(Фрагмент текста):
----------------------------------------

Читаем Освобожденный Иерусалим полностью

И тем и другим мнениям противоречит (по крайней мере, внешне) настойчивое обращение Тассо к демонологии, будто бы низведшей поэму к завлекательной волшебной сказке.

«Тасса внук» (выражение Пушкина), вольнодумец Вольтер в «Опыте эпической поэзии» (1728) возмущался смешением в христианской эпопее светских и религиозных элементов, описанием колдовских обрядов, этих «смешных и странных» ритуалов, которые не могут не удивить «здравомыслящего читателя». Подобный «избыток воображения», – писал автор «Генриады», – неприемлем для англичан и французов, но почитается «чуть ли не как религия суеверным итальянским народом». (В скобках напомним, что на удалении «магических» эпизодов настаивала инквизиция.)

Вольтер был прав, говоря, что суеверия были в моде в Италии во времена Тассо. Демонология процветала чуть ли не наравне с официальной религией. Вопреки ригоризму контрреформации отношение к алхимии и астрологии отличалось терпимостью: магию практиковали многие церковные иерархи и даже римские папы.

Следуя традиции, Тассо считал магию священной мудростью, а волшебство – проделкой Дьявола, Князя тьмы Плутона, вредящего крестоносцам, на стороне которых Бог, ангелы и тени героев, павших на войне с неверными. Подобно театральному постановщику, он убедительно применяет в своей поэме фантасмагорию, рассчитывая на некий высший сценический эффект. Повествование настолько логично, элементы конструкции настолько тщательно выверены, что фантастическое кажется порой убедительней самой приземленной механики – присутствующим здесь же детальным описаниям метательных снарядов, осадных башен и устройству клумб в волшебном саду коварной Армиды. Калейдоскоп беспрерывно сменяющихся эпизодов ошеломляет, оправдывая самые смелые ожидания. «Поэма эта, – отмечал Шатобриан, – превосходна по своей композиции. Она учит, как сочетать предметы изображения, не смешивая их между собою: мастерство, с которым Тассо переносит вас с поля битвы к любовной сцене, от любовной сцены на совет, с крестного хода в волшебный замок, из волшебного замка в военный лагерь, от штурма в грот отшельника, из шума осажденного города в тишину пастушеской хижины, – мастерство это достойно восхищения»[26].

То, что «Освобожденный Иерусалим» изначально построен на конфликтах, именуемых литературоведами амбивалентностью, было отмечено давно. Конфликты присутствуют здесь на всех уровнях – военном, идеологическом, нравственном, символическом. Это и столкновение двух миров – христианства и ислама, и борьба цивилизации против варварства, и противопоставление сельской стихии нарождающемуся городу. На этом возвышенном фоне выявляется множество противоречий не столь масштабных, продиктованных чувствами, свойственными человеческой натуре, – завистью, тщеславием, оскорбленной гордостью, жадностью.

----------------------------------------

(Задания):
- A) Какой год выхода «Опыта эпической поэзии» Вольтера указан во фрагменте о поэме Тассо?
- B) Согласуются ли с фрагментом о поэме Тассо следующие утверждения? (i) В Италии во времена Тассо суеверия были в моде. (ii) Тассо считал магию проделкой Дьявола. (iii) Магию практиковали даже римские папы. Для каждого ответьте «да» или «нет» и приведите решающие слова фрагмента дословно.
- C) Изложите суть фрагмента о поэме Тассо в двух предложениях.

[Записи с указанием размеченных объектов]
----------------------------------------

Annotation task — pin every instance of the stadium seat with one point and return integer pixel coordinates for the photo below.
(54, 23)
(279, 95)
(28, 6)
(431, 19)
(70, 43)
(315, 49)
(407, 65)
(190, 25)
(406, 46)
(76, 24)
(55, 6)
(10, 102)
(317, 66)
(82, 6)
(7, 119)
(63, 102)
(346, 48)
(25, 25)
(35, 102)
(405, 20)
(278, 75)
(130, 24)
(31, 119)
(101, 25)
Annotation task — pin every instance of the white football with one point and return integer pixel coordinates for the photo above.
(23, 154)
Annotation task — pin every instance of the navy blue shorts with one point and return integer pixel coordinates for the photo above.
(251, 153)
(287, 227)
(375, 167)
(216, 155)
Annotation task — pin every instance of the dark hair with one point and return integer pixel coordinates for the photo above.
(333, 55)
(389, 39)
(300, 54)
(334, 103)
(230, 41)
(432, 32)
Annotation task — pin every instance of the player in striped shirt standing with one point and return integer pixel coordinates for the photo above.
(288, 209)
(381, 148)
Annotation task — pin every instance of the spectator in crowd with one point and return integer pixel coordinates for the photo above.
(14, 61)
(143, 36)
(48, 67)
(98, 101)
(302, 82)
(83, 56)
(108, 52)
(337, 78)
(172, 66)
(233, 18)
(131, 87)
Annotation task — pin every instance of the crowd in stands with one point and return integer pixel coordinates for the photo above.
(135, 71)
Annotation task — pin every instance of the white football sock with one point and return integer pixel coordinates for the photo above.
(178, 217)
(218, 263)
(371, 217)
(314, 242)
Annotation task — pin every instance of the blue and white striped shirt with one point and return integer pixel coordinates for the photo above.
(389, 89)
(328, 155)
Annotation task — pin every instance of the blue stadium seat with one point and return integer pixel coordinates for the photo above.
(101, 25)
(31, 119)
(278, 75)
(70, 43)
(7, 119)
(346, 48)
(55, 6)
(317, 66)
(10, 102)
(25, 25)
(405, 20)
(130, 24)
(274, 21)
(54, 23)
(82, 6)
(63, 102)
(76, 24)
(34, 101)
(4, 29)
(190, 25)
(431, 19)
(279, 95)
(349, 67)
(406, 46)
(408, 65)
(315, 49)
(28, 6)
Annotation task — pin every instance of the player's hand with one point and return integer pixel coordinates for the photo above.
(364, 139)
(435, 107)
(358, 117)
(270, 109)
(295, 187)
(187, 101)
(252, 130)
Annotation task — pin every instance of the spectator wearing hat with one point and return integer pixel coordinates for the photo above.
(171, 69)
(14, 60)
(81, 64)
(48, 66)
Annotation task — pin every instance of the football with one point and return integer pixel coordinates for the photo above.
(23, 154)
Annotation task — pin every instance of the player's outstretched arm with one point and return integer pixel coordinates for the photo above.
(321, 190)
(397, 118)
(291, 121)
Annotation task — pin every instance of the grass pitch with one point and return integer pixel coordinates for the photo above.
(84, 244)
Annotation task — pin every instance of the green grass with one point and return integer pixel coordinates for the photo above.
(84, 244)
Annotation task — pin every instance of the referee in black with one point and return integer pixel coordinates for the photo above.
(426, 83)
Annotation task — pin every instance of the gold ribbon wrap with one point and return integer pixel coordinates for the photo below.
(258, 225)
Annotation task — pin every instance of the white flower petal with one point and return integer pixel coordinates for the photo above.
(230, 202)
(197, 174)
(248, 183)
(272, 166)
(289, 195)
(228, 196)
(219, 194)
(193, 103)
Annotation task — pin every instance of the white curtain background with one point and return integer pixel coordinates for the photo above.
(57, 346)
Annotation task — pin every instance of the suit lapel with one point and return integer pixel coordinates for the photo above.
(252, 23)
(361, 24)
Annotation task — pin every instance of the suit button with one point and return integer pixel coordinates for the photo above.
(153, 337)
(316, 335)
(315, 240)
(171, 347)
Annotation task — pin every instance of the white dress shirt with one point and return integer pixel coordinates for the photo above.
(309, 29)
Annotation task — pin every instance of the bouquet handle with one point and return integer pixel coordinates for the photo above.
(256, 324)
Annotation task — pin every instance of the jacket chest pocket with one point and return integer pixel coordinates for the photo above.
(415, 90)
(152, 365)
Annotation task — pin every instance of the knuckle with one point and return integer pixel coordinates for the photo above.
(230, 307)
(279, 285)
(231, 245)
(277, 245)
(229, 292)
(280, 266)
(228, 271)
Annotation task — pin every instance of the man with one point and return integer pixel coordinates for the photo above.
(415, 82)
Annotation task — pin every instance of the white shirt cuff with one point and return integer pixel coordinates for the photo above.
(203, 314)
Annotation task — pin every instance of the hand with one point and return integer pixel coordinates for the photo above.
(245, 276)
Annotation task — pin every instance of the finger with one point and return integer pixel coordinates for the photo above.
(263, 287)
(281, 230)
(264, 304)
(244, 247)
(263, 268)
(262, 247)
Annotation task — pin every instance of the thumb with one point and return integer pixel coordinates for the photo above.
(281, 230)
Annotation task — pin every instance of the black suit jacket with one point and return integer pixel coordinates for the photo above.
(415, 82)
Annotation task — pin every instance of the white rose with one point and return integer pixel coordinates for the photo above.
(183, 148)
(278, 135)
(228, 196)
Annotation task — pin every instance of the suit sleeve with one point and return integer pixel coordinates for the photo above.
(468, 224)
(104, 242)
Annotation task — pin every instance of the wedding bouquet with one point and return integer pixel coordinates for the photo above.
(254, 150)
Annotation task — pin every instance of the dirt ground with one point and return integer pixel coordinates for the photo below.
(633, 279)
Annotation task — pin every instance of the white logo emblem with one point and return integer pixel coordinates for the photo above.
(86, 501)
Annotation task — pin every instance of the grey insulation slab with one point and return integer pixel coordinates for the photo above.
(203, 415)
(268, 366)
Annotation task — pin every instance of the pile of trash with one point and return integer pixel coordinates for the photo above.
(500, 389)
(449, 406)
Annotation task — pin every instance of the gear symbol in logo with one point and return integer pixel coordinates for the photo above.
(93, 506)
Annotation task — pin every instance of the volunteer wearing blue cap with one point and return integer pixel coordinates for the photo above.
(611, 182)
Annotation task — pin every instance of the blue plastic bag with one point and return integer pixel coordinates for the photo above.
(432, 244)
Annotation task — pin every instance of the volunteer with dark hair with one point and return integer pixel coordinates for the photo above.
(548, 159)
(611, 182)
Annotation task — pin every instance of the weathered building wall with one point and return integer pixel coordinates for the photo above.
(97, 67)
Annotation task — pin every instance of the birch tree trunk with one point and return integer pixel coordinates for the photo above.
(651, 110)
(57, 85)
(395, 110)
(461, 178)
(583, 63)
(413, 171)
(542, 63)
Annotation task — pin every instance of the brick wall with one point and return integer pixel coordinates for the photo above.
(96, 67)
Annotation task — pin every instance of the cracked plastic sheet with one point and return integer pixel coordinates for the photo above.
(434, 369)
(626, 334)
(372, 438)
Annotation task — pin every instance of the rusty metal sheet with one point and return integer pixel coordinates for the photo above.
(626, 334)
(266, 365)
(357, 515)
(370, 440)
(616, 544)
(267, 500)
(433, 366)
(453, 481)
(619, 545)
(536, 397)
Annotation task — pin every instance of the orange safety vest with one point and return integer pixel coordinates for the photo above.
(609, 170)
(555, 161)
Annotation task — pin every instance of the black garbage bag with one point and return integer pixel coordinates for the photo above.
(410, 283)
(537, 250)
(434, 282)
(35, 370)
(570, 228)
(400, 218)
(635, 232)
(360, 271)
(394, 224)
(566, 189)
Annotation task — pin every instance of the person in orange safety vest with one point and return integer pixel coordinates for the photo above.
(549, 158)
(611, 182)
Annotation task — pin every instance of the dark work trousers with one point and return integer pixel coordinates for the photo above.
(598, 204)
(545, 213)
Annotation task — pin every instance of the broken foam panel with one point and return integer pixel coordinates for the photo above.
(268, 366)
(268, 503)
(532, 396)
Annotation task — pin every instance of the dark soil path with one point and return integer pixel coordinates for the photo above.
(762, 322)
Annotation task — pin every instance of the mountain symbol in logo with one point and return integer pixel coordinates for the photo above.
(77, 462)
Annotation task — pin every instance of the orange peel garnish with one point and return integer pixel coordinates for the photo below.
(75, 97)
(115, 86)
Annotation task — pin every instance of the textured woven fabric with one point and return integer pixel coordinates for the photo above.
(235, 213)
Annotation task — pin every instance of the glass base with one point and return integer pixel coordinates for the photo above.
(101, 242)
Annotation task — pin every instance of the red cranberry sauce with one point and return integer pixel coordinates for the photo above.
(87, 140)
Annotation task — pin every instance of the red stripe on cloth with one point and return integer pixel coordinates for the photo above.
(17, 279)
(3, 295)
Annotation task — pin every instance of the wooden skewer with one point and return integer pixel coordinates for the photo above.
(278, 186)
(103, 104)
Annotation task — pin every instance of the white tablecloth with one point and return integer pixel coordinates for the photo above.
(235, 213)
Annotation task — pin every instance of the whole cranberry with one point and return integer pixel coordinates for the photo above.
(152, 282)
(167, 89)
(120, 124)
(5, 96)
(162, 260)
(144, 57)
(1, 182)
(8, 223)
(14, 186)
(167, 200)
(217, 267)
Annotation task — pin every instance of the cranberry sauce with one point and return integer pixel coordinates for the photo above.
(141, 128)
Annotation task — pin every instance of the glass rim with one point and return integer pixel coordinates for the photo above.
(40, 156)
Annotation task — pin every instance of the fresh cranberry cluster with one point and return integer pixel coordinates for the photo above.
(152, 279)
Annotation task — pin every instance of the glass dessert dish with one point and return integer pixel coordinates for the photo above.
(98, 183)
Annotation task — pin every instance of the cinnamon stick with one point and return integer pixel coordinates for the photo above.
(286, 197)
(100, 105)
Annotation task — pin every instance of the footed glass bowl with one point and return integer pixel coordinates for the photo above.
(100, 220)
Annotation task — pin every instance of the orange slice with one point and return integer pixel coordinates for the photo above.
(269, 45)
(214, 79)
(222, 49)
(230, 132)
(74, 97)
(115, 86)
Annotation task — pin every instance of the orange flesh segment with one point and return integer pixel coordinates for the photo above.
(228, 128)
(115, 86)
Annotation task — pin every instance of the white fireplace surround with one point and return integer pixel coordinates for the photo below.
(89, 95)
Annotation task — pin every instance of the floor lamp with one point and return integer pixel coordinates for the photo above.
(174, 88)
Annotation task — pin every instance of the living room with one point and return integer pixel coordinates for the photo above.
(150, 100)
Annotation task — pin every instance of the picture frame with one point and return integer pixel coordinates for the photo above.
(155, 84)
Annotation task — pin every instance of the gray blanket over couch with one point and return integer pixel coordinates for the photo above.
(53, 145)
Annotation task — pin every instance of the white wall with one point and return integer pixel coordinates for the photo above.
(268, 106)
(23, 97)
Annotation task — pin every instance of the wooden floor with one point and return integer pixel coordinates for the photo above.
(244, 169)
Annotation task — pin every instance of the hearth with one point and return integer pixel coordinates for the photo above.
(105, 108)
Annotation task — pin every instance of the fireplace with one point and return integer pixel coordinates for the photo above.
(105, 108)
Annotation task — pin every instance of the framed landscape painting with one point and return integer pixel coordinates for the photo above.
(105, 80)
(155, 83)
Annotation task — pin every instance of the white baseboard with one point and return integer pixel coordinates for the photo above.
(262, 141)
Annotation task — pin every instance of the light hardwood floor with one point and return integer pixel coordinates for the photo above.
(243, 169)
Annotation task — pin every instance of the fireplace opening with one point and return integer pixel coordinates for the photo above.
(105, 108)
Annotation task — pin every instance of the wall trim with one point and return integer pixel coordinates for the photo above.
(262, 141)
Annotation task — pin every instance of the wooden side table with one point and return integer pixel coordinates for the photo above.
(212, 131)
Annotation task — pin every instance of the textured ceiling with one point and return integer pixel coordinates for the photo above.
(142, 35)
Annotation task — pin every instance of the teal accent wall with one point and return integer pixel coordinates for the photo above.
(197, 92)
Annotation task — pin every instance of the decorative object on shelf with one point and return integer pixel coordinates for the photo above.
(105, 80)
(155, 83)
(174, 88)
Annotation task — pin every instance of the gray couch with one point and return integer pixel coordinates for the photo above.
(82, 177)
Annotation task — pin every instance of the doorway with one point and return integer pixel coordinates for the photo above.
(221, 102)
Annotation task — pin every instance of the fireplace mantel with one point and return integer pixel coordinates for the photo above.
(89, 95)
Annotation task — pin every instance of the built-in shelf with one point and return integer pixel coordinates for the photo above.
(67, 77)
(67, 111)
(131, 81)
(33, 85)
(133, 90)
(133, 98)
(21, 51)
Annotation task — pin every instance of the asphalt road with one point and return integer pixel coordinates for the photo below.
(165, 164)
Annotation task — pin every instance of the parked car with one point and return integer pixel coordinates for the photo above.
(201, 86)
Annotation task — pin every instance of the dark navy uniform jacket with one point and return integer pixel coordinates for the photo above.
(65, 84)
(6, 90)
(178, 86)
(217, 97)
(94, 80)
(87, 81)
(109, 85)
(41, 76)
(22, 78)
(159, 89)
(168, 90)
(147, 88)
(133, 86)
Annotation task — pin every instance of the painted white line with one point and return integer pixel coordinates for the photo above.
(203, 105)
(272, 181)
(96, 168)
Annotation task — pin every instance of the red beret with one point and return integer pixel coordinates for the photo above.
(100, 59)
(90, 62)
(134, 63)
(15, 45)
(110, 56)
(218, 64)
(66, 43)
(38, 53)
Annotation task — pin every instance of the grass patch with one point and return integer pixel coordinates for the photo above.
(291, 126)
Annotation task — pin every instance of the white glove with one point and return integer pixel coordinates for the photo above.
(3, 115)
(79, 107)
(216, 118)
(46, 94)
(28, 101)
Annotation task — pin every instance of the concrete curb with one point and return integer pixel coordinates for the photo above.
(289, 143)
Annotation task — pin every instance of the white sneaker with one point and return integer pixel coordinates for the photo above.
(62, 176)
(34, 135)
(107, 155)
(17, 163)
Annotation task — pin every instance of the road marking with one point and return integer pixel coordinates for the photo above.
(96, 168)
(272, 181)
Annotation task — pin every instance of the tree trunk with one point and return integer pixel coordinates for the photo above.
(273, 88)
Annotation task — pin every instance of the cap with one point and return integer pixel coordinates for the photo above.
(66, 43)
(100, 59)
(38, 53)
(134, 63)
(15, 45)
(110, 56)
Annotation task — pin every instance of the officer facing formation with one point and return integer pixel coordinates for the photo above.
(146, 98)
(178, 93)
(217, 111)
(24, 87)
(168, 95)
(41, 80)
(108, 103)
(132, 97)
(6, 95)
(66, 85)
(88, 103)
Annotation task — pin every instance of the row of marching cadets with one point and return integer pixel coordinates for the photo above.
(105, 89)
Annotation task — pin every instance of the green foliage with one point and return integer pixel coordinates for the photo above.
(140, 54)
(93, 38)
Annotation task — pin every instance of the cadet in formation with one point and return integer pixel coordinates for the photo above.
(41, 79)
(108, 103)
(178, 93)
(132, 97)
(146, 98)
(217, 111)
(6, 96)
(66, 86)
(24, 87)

----------------------------------------

(Ответы на задания):
- A) 1728 год.

- B)
(i) Да: «суеверия были в моде в Италии во времена Тассо».
(ii) Нет: «Тассо считал магию священной мудростью, а волшебство – проделкой Дьявола».
(iii) Да: «магию практиковали многие церковные иерархи и даже римские папы».

- C) Вольтер возмущался описанием колдовских обрядов в поэме, и автор признает его правоту в том, что демонология процветала в Италии того времени, а Тассо применял фантасмагорию, рассчитывая на высший сценический эффект. «Освобожденный Иерусалим» изначально построен на конфликтах всех уровней: от столкновения христианства и ислама до противоречий, продиктованных завистью, тщеславием, оскорбленной гордостью и жадностью.